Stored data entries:

↓↓↓

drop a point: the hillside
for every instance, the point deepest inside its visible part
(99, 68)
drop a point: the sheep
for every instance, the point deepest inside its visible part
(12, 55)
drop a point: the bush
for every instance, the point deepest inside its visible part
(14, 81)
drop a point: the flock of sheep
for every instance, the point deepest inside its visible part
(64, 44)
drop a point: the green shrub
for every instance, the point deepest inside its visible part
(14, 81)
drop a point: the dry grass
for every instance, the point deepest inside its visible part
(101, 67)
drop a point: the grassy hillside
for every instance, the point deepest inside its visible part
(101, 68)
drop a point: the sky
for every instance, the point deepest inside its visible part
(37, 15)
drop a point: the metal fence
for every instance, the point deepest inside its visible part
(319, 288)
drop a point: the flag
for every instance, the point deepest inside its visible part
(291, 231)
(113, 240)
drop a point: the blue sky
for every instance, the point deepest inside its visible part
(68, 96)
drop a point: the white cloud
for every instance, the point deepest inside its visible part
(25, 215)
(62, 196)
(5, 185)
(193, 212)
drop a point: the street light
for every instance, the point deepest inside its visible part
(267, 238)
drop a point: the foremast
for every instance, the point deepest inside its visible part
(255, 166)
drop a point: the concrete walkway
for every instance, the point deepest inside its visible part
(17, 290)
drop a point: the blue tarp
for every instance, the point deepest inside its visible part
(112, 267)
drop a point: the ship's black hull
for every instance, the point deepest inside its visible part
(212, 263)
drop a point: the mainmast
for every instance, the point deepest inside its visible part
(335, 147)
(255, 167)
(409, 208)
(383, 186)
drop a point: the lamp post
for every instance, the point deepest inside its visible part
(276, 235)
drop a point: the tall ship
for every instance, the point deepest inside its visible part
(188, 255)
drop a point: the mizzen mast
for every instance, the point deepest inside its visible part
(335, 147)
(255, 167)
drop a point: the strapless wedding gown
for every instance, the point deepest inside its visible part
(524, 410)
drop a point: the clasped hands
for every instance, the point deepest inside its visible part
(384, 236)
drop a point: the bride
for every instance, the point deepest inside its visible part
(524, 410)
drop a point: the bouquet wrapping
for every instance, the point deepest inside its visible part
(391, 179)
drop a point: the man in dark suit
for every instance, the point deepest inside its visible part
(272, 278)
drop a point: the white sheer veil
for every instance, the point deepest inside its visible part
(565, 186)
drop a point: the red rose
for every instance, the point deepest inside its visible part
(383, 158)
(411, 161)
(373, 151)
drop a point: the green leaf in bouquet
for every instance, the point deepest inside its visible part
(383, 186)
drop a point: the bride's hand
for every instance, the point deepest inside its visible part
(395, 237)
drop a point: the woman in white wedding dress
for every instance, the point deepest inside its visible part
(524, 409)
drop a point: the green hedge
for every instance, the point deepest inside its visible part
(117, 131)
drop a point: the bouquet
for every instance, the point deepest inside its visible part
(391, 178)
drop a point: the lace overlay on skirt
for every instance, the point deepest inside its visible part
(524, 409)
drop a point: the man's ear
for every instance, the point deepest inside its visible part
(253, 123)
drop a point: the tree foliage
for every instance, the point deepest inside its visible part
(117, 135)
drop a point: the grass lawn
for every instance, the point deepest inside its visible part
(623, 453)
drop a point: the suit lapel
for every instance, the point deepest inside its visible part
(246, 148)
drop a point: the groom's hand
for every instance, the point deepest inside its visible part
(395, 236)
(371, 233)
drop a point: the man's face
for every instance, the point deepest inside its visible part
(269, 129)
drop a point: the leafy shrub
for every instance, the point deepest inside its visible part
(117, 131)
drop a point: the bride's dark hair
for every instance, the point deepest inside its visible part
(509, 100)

↑↑↑

Each record should be returned precisely as written.

Exercise output:
drop a point: the hillside
for every instance, the point deepest inside its visible part
(99, 68)
drop a point: the sheep
for every instance, the point deepest inside its visible part
(12, 55)
drop a point: the bush
for every instance, the point deepest inside its visible part
(14, 81)
drop a point: the flock of sheep
for every instance, the point deepest inside its visible part
(64, 44)
drop a point: the green shrub
for every instance, the point deepest inside its visible part
(14, 81)
drop a point: the dry grass
for every instance, the point deepest inside its visible part
(101, 67)
drop a point: the grassy hillside
for every instance, the point deepest inside its visible part
(101, 68)
drop a point: the sky
for every instance, the point deepest inside its visible part
(37, 15)
drop a point: the metal fence
for every instance, the point deepest inside its visible part
(319, 288)
drop a point: the flag
for every instance, the point deepest inside its visible part
(291, 231)
(113, 240)
drop a point: the blue sky
for every instance, the point deepest inside its visible part
(68, 96)
drop a point: the white cloud
for every instance, the point deepest inside its visible part
(25, 215)
(62, 196)
(5, 185)
(193, 212)
drop a point: the street light
for every instance, the point deepest inside its visible part
(267, 238)
drop a point: the foremast
for every instance, the point deepest inside its visible part
(255, 166)
drop a point: the concrete walkway
for every instance, the point deepest inside its visible part
(17, 290)
drop a point: the blue tarp
for every instance, the point deepest inside its visible part
(112, 267)
drop a point: the ship's black hull
for every instance, the point deepest inside its visible part
(212, 263)
drop a point: the mainmast
for every instance, the point deepest inside its visible part
(335, 147)
(255, 167)
(409, 208)
(383, 186)
drop a point: the lamp post
for every instance, the point deepest inside its visible part
(276, 235)
drop a point: the tall ship
for every instance, the point deepest inside its visible part
(188, 255)
drop a point: the mizzen mast
for every instance, the point deepest inside its visible part
(335, 147)
(255, 167)
drop a point: the strapless wedding gown
for every instance, the point deepest inside its visible part
(524, 410)
drop a point: the clasped hands
for every instance, the point deepest inside its visible part
(384, 236)
drop a point: the bride
for every instance, the point deepest inside its visible part
(524, 410)
drop a point: the bouquet wrapping
for every instance, the point deepest inside its visible part
(391, 179)
drop a point: the man in dark suit
for every instance, the point deepest inside its visible part
(272, 278)
drop a point: the white sheer veil
for every instance, the point deepest inside its visible part
(565, 186)
drop a point: the red rose
for every instance, the point deepest inside its visible part
(383, 158)
(411, 161)
(373, 151)
drop a point: the green leaf in bouquet
for every instance, the point deepest inside its visible part
(383, 186)
drop a point: the bride's hand
for every instance, the point deepest inside its visible part
(395, 237)
drop a point: the woman in white wedding dress
for every instance, the point deepest inside its visible part
(524, 409)
drop a point: the green hedge
for every instance, the point deepest inside its visible part
(117, 131)
drop a point: the bouquet
for every instance, the point deepest inside its visible part
(391, 178)
drop a point: the lace overlay on skirt
for every instance, the point deepest inside its visible part
(524, 409)
drop a point: the man's ear
for every instance, the point deepest inside its visible part
(253, 123)
drop a point: the tree foliage
for every instance, the point deepest inside its visible part
(117, 135)
drop a point: the grass lawn
for every instance, the point deepest inside its visible part
(623, 453)
drop a point: the suit lapel
for every instance, the point deepest inside its visible part
(246, 148)
drop a point: the groom's hand
for every instance, the point deepest inside its visible part
(395, 236)
(371, 233)
drop a point: the man's face
for every instance, the point deepest inside its visible part
(269, 129)
drop a point: the leafy shrub
for every instance, the point deepest inside its visible part
(117, 131)
drop a point: the bride's dark hair
for every instance, the point deepest inside its visible part
(509, 100)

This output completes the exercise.